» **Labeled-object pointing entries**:
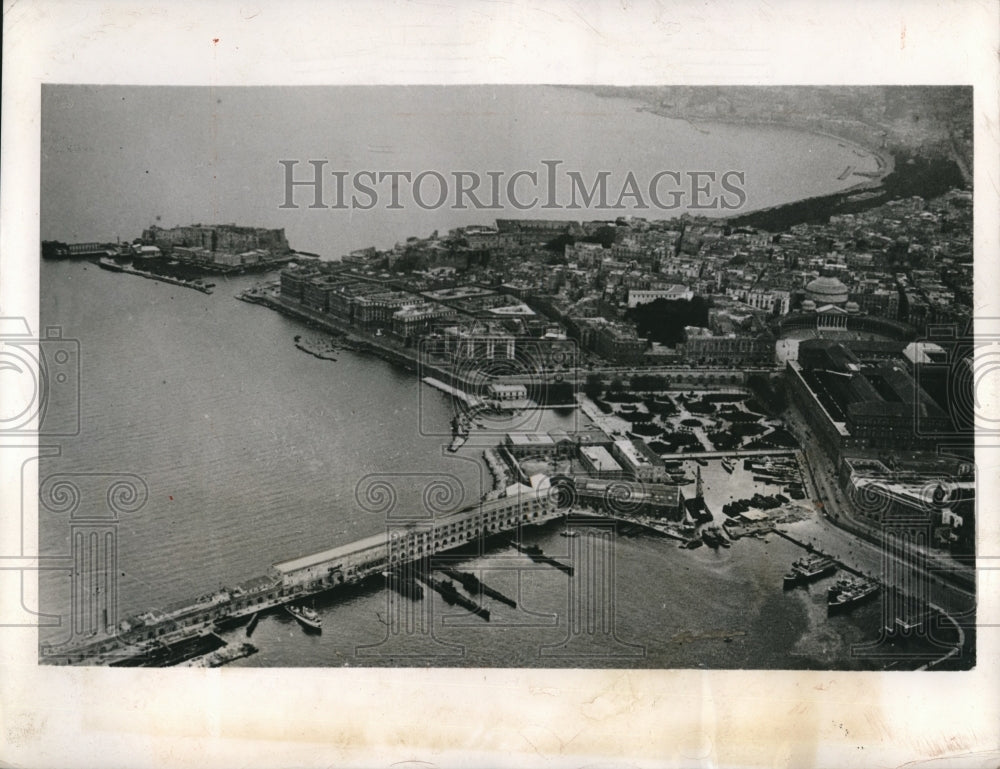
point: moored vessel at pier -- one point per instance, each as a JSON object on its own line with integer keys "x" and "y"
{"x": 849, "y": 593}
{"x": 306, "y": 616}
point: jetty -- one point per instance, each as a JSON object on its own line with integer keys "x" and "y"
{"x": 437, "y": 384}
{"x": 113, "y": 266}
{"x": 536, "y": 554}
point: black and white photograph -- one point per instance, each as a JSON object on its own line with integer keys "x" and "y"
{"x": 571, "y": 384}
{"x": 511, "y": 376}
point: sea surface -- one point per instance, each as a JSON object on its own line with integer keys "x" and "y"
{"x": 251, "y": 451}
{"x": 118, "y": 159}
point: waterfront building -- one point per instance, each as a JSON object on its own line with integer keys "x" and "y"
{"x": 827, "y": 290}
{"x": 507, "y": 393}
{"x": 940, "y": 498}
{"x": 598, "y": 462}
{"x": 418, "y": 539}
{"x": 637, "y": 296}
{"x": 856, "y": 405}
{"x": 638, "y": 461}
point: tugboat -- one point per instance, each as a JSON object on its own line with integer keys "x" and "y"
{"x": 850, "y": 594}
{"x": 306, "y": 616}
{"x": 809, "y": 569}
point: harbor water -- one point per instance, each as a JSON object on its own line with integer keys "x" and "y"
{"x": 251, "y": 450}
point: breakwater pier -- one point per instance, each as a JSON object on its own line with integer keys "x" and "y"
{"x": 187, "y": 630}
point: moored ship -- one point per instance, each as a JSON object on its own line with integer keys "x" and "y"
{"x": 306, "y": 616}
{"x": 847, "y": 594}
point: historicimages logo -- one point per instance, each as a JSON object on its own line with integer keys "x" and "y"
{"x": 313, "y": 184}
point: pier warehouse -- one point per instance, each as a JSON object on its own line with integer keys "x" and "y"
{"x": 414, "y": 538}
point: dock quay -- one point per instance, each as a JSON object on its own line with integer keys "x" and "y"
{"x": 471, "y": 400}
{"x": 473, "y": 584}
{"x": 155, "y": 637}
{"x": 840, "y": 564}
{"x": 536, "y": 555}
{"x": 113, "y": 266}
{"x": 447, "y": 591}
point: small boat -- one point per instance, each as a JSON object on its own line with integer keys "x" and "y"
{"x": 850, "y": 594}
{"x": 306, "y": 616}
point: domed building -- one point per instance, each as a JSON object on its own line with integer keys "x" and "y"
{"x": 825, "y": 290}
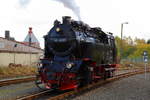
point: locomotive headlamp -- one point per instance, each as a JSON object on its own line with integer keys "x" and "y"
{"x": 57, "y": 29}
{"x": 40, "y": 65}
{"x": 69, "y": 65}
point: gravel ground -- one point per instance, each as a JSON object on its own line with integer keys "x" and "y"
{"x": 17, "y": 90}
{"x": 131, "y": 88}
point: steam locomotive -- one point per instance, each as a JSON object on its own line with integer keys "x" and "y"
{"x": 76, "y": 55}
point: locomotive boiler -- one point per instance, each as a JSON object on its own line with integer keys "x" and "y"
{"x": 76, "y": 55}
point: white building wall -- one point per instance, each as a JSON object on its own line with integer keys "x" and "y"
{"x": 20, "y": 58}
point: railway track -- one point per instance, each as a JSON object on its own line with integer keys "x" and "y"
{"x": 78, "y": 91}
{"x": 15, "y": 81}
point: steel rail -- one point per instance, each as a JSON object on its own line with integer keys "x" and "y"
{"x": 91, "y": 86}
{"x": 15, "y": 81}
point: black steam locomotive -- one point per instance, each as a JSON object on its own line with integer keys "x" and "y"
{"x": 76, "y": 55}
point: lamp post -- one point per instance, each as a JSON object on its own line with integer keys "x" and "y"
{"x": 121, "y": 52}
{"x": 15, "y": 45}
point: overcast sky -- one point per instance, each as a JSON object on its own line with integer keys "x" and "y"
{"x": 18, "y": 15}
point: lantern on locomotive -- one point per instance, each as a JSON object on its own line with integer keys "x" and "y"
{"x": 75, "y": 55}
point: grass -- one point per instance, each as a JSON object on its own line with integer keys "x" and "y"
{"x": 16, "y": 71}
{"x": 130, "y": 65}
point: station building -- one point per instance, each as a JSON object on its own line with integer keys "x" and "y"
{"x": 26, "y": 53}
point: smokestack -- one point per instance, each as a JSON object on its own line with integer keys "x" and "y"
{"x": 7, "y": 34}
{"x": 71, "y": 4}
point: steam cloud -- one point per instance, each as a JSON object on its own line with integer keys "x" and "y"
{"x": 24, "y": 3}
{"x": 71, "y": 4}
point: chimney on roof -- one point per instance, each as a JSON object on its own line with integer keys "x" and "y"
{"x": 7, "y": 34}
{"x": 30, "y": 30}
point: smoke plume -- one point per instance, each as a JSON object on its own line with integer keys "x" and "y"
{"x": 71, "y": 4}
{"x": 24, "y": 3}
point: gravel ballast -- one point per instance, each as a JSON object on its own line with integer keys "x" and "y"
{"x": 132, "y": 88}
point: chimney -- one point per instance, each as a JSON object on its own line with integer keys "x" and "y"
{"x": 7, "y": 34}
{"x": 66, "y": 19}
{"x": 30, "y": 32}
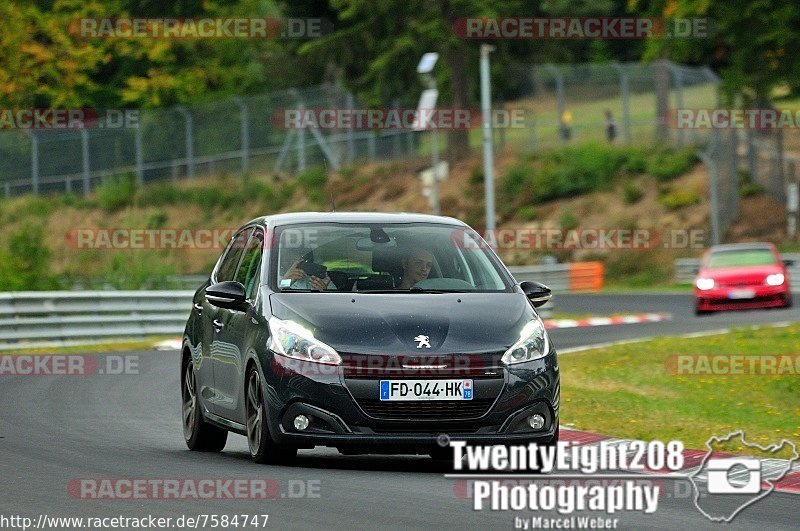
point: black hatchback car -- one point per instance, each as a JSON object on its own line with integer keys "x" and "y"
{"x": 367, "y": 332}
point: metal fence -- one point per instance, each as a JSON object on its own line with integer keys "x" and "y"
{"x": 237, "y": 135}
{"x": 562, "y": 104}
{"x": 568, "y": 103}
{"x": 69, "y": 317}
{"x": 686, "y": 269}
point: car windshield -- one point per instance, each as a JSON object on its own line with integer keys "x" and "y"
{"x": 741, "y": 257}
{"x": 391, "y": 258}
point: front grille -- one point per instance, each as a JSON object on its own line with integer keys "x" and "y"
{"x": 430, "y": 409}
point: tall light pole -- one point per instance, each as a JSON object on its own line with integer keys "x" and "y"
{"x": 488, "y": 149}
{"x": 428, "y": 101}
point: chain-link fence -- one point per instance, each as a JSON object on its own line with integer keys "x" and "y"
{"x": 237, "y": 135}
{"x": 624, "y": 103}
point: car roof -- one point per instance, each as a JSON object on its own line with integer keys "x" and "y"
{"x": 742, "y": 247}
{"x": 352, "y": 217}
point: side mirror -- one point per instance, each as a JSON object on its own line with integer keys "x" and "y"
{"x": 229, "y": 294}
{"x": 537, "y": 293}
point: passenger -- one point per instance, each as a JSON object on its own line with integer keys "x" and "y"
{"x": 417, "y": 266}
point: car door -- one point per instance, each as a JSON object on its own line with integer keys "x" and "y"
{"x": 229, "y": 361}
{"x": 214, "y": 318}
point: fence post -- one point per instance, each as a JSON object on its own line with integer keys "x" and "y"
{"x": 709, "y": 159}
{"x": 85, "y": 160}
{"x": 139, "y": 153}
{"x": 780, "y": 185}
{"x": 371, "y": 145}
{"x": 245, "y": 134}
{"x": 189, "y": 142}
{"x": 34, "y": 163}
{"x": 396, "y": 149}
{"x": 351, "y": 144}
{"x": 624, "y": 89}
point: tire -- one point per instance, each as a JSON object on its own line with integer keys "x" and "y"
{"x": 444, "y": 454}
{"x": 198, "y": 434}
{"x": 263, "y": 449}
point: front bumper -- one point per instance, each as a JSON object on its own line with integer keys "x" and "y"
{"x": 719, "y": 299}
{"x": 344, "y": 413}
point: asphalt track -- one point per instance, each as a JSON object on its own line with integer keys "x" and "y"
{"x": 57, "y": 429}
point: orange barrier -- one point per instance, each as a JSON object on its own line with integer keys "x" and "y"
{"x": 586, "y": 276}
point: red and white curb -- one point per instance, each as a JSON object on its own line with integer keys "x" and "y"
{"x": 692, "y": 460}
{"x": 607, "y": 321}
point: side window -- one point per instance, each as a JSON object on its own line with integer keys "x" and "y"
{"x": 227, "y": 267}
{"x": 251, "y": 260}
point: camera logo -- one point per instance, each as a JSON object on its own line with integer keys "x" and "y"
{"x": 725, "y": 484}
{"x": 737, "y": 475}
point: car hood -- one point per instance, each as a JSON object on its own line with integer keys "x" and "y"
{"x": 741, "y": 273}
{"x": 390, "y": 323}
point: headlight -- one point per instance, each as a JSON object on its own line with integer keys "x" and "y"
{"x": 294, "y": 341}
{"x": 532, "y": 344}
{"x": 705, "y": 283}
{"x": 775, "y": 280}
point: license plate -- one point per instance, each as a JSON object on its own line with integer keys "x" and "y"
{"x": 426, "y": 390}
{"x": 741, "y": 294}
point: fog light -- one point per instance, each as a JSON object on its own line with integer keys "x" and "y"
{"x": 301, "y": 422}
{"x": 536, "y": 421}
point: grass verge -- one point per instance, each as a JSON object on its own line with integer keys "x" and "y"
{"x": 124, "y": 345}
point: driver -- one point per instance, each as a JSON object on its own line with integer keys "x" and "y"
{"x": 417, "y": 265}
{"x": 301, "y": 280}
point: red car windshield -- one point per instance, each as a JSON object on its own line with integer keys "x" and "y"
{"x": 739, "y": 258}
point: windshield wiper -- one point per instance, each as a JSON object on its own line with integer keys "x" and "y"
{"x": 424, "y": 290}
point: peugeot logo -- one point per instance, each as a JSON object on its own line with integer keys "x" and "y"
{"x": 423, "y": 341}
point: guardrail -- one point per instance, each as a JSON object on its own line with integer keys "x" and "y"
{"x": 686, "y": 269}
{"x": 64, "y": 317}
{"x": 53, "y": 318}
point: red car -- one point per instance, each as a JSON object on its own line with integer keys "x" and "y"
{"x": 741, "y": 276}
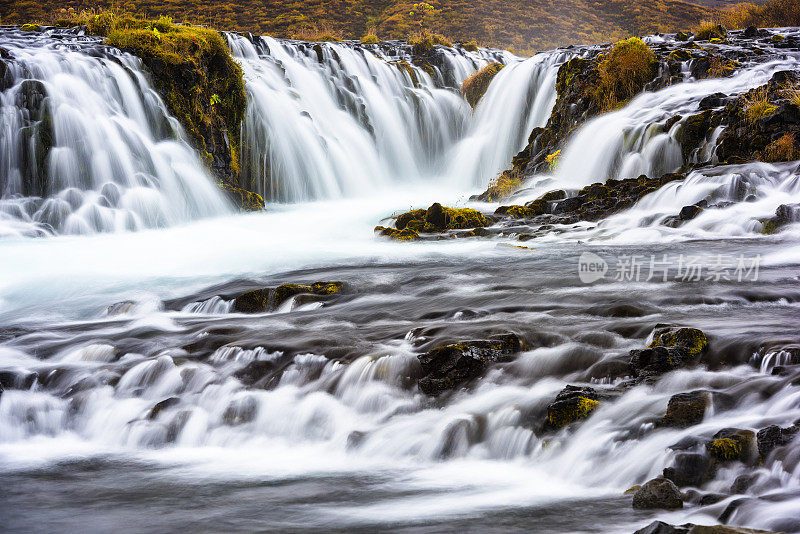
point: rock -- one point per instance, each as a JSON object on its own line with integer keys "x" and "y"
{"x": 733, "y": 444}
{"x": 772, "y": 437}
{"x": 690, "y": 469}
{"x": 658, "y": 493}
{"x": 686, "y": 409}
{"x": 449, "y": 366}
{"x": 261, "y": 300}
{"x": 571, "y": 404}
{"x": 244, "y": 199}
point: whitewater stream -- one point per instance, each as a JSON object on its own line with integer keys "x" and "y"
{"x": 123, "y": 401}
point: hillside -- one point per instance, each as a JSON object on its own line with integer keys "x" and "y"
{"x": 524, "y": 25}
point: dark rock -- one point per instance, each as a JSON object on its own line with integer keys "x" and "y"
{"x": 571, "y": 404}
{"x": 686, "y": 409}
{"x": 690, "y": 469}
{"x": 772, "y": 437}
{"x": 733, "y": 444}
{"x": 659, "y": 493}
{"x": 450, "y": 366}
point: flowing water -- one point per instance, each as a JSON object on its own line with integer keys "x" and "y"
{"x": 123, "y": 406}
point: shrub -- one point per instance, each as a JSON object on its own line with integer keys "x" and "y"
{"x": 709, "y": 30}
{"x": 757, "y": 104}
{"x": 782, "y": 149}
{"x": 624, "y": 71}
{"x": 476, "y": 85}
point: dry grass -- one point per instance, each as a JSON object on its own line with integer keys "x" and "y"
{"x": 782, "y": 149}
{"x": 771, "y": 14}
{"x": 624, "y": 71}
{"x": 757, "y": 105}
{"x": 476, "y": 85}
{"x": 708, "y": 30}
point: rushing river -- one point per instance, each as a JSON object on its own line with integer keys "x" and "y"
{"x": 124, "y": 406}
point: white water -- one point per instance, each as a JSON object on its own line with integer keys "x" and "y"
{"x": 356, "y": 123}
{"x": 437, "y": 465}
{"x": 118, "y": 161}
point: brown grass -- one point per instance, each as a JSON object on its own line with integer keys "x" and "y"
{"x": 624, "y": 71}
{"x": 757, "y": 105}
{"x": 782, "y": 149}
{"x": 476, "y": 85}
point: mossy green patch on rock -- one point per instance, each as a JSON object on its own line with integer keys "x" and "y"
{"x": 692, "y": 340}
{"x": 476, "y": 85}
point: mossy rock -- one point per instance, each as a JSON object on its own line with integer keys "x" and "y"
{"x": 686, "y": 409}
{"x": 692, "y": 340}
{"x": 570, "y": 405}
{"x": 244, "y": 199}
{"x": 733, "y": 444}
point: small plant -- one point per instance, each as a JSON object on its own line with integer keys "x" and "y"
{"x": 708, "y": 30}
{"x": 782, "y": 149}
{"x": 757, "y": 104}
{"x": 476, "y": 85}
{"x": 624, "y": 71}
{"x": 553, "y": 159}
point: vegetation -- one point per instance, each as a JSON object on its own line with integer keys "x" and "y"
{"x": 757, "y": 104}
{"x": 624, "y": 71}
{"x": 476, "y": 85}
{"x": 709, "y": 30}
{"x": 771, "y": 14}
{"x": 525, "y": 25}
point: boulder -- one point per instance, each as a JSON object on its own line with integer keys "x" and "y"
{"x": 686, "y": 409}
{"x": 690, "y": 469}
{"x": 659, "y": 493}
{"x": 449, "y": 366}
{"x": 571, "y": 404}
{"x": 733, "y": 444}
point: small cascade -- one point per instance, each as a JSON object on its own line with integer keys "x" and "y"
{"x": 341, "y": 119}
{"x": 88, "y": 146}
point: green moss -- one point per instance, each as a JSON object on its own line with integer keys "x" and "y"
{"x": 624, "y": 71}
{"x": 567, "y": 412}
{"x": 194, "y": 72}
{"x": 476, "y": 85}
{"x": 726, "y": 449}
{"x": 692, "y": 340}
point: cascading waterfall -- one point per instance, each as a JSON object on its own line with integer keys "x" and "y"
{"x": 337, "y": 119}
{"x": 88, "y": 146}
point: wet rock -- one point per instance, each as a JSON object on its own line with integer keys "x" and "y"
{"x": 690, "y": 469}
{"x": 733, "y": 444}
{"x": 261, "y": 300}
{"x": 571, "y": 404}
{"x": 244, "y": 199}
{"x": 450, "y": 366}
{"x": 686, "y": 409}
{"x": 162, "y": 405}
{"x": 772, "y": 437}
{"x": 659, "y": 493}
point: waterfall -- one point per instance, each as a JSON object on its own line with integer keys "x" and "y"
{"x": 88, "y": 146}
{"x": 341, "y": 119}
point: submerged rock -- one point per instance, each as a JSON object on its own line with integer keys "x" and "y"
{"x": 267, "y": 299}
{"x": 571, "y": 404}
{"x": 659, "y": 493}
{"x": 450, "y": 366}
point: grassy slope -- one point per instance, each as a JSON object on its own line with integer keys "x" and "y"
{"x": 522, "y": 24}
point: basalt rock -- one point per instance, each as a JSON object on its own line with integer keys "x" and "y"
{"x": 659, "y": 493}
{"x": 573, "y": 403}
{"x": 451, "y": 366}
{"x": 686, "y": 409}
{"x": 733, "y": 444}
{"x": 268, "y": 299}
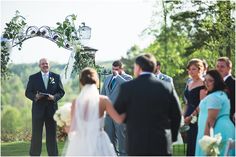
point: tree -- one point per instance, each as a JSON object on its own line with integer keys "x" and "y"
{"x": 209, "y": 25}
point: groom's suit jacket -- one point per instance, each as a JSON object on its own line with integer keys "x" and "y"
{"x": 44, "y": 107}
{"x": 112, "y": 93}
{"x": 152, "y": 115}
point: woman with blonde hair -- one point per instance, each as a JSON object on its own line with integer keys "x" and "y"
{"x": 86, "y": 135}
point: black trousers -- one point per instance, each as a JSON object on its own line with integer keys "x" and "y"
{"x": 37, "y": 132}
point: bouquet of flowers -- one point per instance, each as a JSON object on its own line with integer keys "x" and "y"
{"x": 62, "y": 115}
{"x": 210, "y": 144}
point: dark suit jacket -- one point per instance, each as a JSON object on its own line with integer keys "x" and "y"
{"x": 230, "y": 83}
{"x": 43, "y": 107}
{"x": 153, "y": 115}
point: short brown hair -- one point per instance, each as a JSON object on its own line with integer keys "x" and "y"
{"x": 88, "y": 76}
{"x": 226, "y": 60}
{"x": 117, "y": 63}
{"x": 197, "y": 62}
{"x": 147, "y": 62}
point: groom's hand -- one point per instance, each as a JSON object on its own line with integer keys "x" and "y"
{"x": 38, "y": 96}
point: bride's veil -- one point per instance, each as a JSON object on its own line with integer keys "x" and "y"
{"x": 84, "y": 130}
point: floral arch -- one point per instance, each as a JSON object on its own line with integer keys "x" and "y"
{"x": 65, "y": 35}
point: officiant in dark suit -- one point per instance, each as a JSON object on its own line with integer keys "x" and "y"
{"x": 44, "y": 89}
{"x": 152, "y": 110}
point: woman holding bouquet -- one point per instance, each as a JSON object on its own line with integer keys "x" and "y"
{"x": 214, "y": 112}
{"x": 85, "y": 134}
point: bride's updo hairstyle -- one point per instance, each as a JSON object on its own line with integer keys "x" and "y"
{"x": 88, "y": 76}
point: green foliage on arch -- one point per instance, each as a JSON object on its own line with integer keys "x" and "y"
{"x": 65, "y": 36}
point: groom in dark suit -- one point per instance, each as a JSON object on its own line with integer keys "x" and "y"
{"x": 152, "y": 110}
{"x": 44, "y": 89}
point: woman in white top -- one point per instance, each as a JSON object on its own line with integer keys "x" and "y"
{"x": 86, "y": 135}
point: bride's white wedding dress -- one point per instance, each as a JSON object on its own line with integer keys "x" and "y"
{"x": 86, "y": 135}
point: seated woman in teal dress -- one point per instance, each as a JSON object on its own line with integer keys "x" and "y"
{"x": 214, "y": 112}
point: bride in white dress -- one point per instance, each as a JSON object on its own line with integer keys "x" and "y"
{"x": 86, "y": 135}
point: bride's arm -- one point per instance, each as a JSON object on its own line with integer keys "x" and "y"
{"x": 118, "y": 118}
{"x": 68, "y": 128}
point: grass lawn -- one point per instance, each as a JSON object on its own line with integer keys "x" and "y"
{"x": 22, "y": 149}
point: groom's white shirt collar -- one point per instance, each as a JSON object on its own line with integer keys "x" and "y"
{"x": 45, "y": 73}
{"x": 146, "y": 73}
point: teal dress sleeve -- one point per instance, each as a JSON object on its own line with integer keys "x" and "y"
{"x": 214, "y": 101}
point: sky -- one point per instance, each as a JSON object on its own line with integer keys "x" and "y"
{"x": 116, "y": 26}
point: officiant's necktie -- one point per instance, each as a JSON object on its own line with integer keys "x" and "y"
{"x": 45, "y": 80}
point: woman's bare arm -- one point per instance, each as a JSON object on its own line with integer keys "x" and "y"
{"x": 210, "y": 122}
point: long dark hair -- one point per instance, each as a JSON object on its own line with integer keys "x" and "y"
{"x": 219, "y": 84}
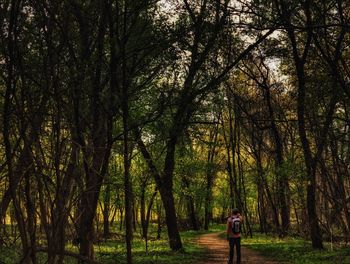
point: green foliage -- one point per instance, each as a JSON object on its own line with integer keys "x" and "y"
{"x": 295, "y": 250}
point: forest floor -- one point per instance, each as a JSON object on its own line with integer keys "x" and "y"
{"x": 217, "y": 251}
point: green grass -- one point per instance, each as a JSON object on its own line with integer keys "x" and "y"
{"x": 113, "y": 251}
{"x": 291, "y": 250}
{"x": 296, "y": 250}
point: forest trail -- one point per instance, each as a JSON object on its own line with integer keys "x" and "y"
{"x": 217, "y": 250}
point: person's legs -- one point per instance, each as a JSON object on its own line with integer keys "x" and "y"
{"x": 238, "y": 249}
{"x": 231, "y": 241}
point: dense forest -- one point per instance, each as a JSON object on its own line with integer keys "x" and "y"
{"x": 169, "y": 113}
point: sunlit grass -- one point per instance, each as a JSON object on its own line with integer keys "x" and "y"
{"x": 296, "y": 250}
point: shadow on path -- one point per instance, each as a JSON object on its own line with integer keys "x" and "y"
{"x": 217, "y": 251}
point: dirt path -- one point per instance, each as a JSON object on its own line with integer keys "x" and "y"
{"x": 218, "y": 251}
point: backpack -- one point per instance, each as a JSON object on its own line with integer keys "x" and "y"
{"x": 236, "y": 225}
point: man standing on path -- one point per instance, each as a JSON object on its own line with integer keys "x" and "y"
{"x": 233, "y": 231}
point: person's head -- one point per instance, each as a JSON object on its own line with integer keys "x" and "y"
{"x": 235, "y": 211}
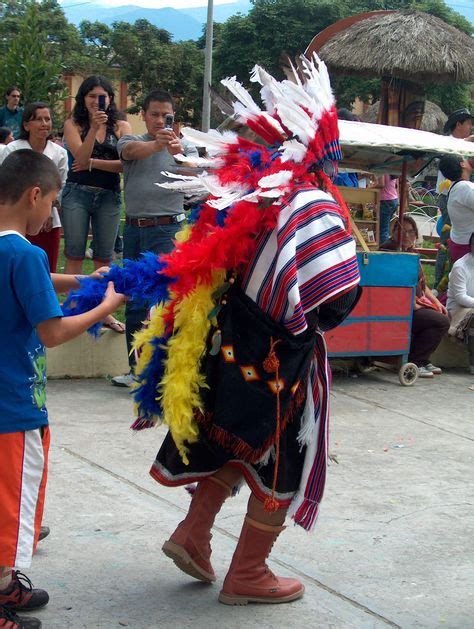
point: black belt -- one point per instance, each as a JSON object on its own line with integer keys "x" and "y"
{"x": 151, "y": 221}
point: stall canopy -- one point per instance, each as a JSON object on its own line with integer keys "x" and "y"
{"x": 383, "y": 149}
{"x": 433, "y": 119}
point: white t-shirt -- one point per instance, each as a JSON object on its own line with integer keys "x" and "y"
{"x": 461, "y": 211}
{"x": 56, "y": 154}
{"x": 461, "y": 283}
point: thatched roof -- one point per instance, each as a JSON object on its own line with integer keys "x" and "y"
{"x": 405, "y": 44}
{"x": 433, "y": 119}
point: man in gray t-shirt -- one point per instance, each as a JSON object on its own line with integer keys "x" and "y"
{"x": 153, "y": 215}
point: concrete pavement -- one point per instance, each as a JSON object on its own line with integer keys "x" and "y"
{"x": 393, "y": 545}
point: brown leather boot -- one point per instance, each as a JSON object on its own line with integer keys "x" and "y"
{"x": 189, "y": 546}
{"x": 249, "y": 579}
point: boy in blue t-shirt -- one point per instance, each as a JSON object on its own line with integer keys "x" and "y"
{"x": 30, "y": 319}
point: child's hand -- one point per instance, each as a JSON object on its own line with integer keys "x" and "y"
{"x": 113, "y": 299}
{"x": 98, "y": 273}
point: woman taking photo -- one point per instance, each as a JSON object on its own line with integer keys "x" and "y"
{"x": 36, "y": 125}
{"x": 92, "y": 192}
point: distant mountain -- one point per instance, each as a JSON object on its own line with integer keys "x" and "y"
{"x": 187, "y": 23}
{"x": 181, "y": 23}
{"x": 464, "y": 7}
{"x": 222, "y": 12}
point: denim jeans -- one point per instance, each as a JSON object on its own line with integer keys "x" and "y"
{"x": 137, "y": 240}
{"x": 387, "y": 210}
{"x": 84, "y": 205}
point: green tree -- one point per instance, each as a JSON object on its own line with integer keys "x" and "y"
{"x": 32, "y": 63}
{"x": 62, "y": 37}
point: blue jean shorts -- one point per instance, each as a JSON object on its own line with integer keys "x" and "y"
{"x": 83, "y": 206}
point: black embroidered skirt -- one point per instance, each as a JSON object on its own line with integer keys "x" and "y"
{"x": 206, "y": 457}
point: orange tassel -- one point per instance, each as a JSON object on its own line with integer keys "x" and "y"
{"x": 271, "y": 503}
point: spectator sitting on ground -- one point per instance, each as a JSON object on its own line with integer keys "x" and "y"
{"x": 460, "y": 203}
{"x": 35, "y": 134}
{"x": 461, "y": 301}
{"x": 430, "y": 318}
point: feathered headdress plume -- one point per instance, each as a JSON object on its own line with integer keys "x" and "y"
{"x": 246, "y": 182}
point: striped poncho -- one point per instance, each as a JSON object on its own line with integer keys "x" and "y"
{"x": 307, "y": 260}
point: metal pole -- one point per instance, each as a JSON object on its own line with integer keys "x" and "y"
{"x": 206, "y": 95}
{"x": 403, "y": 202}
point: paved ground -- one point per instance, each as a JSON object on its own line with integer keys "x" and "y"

» **What is asked**: Find the line containing "point: spectator sitting" in the material above. Print it and every line after it through the end, exactly and only those.

» **Response to the task**:
point: spectator sitting on ground -- one point per instance, each as a JSON object on its own line with integer keys "x" and "y"
{"x": 460, "y": 203}
{"x": 35, "y": 134}
{"x": 461, "y": 301}
{"x": 430, "y": 318}
point: feathered headdress plume -- one point per instance, each as a JSON object on its own line with integer keys "x" and "y"
{"x": 246, "y": 182}
point: striped poncho -- one point per instance, each as a JSON object on its own line with integer keys "x" and "y"
{"x": 307, "y": 260}
point: metal pole -- one point per instance, each as a JSON object on its own line with integer keys "x" and "y"
{"x": 206, "y": 95}
{"x": 403, "y": 202}
point: paved ground -- one point per instance, each as a JSON object on its own line with integer keys "x" and "y"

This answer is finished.